:: Exercise goal ::
Return the full material exactly.

Dataset records about object locations:
--------------------

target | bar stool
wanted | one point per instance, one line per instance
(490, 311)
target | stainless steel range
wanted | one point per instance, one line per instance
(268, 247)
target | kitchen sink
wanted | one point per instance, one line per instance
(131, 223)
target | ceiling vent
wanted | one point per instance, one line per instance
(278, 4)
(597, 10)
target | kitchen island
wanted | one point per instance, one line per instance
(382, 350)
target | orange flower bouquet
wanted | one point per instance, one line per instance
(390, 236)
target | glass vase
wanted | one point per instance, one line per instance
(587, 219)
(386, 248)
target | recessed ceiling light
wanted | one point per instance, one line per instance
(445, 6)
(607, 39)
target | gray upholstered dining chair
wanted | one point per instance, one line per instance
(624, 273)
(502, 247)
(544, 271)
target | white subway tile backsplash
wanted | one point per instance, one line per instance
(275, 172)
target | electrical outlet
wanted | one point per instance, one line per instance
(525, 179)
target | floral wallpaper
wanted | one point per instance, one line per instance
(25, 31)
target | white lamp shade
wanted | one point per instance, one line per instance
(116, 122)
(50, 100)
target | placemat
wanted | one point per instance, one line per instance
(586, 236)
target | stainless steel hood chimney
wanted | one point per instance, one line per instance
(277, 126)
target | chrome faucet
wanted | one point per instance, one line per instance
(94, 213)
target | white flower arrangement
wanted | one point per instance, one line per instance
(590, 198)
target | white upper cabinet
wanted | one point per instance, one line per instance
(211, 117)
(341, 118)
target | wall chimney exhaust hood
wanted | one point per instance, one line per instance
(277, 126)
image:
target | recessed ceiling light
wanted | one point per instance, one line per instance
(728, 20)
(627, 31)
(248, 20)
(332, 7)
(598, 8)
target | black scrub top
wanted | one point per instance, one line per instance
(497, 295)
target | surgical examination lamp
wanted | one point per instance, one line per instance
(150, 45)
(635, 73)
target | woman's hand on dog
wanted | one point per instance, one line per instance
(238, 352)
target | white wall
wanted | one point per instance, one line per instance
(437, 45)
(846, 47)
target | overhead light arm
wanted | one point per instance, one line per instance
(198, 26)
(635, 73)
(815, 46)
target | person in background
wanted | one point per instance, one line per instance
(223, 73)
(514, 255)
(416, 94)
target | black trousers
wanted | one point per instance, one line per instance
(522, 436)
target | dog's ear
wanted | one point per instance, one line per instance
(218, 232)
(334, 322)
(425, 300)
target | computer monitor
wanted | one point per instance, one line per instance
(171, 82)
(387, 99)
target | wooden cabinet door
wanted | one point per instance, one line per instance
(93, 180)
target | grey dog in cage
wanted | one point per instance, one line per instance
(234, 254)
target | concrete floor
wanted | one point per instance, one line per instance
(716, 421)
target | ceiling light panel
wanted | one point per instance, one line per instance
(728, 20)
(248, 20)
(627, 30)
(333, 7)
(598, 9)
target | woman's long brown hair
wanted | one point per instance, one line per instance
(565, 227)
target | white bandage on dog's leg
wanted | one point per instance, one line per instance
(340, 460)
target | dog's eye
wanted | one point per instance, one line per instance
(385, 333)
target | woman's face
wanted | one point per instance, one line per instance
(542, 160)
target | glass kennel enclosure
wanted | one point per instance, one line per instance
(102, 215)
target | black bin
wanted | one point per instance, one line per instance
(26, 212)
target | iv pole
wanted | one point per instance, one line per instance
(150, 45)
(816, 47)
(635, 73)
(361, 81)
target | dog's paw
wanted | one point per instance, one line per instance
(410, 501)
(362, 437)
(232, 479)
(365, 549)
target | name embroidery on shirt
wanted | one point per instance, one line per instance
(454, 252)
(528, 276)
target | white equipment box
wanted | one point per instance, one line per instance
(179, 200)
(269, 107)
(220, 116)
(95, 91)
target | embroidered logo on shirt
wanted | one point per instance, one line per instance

--------------------

:: Exercise output ::
target | bar stool
wanted | one point per instance, one line per instance
(490, 311)
target | stainless steel range
wanted | one point per instance, one line per instance
(268, 247)
target | kitchen sink
wanted | one point per instance, one line per instance
(131, 223)
target | ceiling vent
wanted | one point per instance, one line per instance
(278, 4)
(597, 10)
target | kitchen island
wanted | one point per instance, one line per instance
(382, 350)
target | orange flower bouquet
wanted | one point per instance, one line per instance
(390, 236)
target | glass vase
wanted | one point per instance, one line per instance
(587, 219)
(386, 248)
target | recessed ceiling light
wanted | one point per instance, one line per instance
(445, 6)
(607, 39)
target | gray upholstered dining chair
wanted | one point per instance, one line per instance
(624, 273)
(502, 247)
(544, 271)
target | white subway tile backsplash
wanted | one point per instance, one line per instance
(275, 172)
target | electrical outlet
wanted | one point per instance, one line per instance
(525, 179)
target | floral wallpaper
wanted | one point per instance, one line per instance
(25, 31)
target | white lamp shade
wanted | one point per instance, one line per instance
(116, 122)
(50, 100)
target | placemat
wanted | one point per instance, one line per instance
(586, 236)
target | stainless steel hood chimney
wanted | one point per instance, one line per instance
(277, 126)
target | chrome faucet
wanted | one point per instance, one line per instance
(94, 213)
target | white flower arrangement
wanted | one point per instance, one line per instance
(590, 198)
target | white upper cabinet
wanted | one point per instance, one line per instance
(211, 117)
(341, 118)
target | wall chimney exhaust hood
wanted | one point per instance, one line per instance
(277, 126)
image:
target | recessed ceiling light
wanted | one point per instance, one line per instance
(728, 20)
(627, 31)
(248, 20)
(332, 7)
(598, 8)
target | black scrub top
wanted | one point per instance, one line per instance
(497, 295)
target | surgical examination lamp
wanted | one point per instance, one line per instance
(150, 45)
(635, 73)
target | woman's hand on dog
wanted | one point per instance, one line per instance
(238, 352)
target | white wall
wanted | one point per instance, one line per instance
(437, 45)
(846, 47)
target | overhead light arm
wanted | one point per instance, one line per instance
(198, 26)
(635, 73)
(815, 46)
target | person in background
wanted | one point per instance, one line per instance
(223, 73)
(514, 255)
(416, 94)
target | black trousers
wanted | one point per instance, one line per instance
(522, 436)
target | dog's ear
wanted | one point per instance, one line per instance
(218, 232)
(334, 322)
(425, 300)
target | computer monitor
wanted | one point per instance, one line per instance
(171, 82)
(387, 99)
target | wooden cabinet door
wanted | one point per instance, one line per instance
(93, 180)
target | grey dog in cage
wanted | one point per instance, one line per instance
(234, 254)
target | concrete floor
wanted | one point per instance, one line per instance
(716, 421)
target | ceiling light panel
wanted | one point per instance, one line per instance
(728, 20)
(248, 20)
(627, 30)
(333, 7)
(598, 9)
target | woman's long brown hair
wanted | one point per instance, one line per instance
(565, 227)
target | white bandage on dog's leg
wanted | one point per instance, one line per instance
(340, 460)
target | dog's eye
wanted | one point per instance, one line per instance
(385, 333)
target | woman's face
wanted | one point per instance, one line per instance
(542, 160)
target | glass kennel enclosure
wanted | one point per instance, one line per instance
(102, 215)
target | black bin
wanted | one point per instance, one line per instance
(26, 212)
target | iv pole
wanted | one point per instance, one line per instance
(150, 45)
(816, 47)
(635, 73)
(361, 81)
target | dog's paw
wanted | one point per instance, one line per instance
(410, 501)
(362, 437)
(232, 479)
(365, 549)
target | name embroidery on shirt
wanted | one point per instance, one line per instance
(454, 252)
(528, 276)
target | white equipment box
wanted | one point per instance, one line per instance
(179, 200)
(269, 107)
(220, 116)
(95, 91)
target | embroidered logo on shirt
wanted | one point per instance, one line per instance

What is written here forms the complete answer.